GOLDEN AGE OF HEBREW POETRY.
The Psalms.—The flourishing period of David (1085-1015 B.C.) ushers in the Augustan age of Hebrew poetry. The Lyric was then carried to perfection by the poet-king himself and his contemporaries in their Psalms,—“those delicate, fragrant, and lovely flowers,” as Luther calls them, “springing up out of all manner of beautiful joyous thoughts toward God and his goodness.” The strains of “Israel’s sweet psalmist,” who began as a shepherd-lad to cultivate the arts of music and poetry, breathe a spirit of plaintive tenderness that distinguishes them from the statelier productions of other contributors to Hebrew psalmody.
A utopian theory of the great Plato, but one that he declared could be carried out only by “a god or some divine one,” was the training of the Grecian youth in odes like the Psalms: and this—the religious instruction of the people—was the very object of the Hebrew lyrics. The plan of the Greek philosopher had been put in practice centuries before his day in Palestine, and on a far grander scale than ever he imagined. In the royal city of Jerusalem, four thousand musicians appointed by David chanted hymns of triumph and praise, to the accompaniment of harp and flute; while in the gorgeous temple of David’s son, the sublime worship of Jehovah challenges description.

## Records shown
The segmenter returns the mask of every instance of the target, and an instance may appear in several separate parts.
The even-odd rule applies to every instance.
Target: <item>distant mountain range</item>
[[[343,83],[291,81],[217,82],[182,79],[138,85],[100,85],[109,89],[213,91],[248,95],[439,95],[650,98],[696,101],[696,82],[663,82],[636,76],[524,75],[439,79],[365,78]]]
==
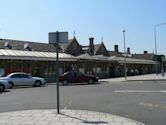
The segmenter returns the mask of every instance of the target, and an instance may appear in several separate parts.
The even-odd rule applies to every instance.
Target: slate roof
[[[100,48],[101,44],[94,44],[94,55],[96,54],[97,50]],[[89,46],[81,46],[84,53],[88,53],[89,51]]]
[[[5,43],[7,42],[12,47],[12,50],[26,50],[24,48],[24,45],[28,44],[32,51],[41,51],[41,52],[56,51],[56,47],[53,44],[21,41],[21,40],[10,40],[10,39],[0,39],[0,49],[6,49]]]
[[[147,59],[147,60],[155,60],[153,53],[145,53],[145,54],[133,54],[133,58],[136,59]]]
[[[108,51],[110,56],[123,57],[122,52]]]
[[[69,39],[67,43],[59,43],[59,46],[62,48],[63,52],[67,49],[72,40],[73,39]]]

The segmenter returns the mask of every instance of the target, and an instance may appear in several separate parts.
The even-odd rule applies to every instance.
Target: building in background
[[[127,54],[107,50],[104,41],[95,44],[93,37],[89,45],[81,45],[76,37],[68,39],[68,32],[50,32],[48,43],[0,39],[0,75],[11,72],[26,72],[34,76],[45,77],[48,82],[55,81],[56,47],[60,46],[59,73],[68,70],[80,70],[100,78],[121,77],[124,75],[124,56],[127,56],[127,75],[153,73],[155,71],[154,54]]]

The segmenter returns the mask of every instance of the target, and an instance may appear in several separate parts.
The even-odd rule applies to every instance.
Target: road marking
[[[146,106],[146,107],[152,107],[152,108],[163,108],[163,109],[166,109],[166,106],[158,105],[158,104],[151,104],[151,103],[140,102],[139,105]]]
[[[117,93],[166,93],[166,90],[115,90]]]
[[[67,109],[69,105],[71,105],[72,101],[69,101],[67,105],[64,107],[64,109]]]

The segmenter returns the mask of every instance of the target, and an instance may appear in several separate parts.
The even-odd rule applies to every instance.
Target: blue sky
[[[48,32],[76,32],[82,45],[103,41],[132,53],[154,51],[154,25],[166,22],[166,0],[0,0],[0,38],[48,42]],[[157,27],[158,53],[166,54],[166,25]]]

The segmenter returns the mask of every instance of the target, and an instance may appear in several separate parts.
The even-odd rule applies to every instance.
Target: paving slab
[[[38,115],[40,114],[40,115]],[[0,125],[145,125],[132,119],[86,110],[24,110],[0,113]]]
* * *
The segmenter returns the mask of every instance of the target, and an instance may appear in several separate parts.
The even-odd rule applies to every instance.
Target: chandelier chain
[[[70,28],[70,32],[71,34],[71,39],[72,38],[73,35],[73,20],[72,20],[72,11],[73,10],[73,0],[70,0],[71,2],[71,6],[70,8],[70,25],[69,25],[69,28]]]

## Goals
(A) In the passage on Hebrew poetry, how many musicians did David appoint in Jerusalem?
(B) Carry the passage on Hebrew poetry forward past its last sentence.
The lines have no connection to the passage on Hebrew poetry.

## Answer list
(A) Four thousand.

(B)
For three thousand years, these Hebrew anthems, unapproached by the religious songs of any other age or people, have been the glory of the Jewish and the Christian Church, eloquently testifying that “there has been one people among the nations—one among the millions of the worshippers of stocks—taught of God.”
Many of the Psalms date from David’s time; one (Psalm xc.) carries us as far back as Moses, and others were as late as the Captivity. They were probably arranged as we now have them in the fifth century B.C.; though certain critics refer some of them to the Maccabean period (second century B.C.).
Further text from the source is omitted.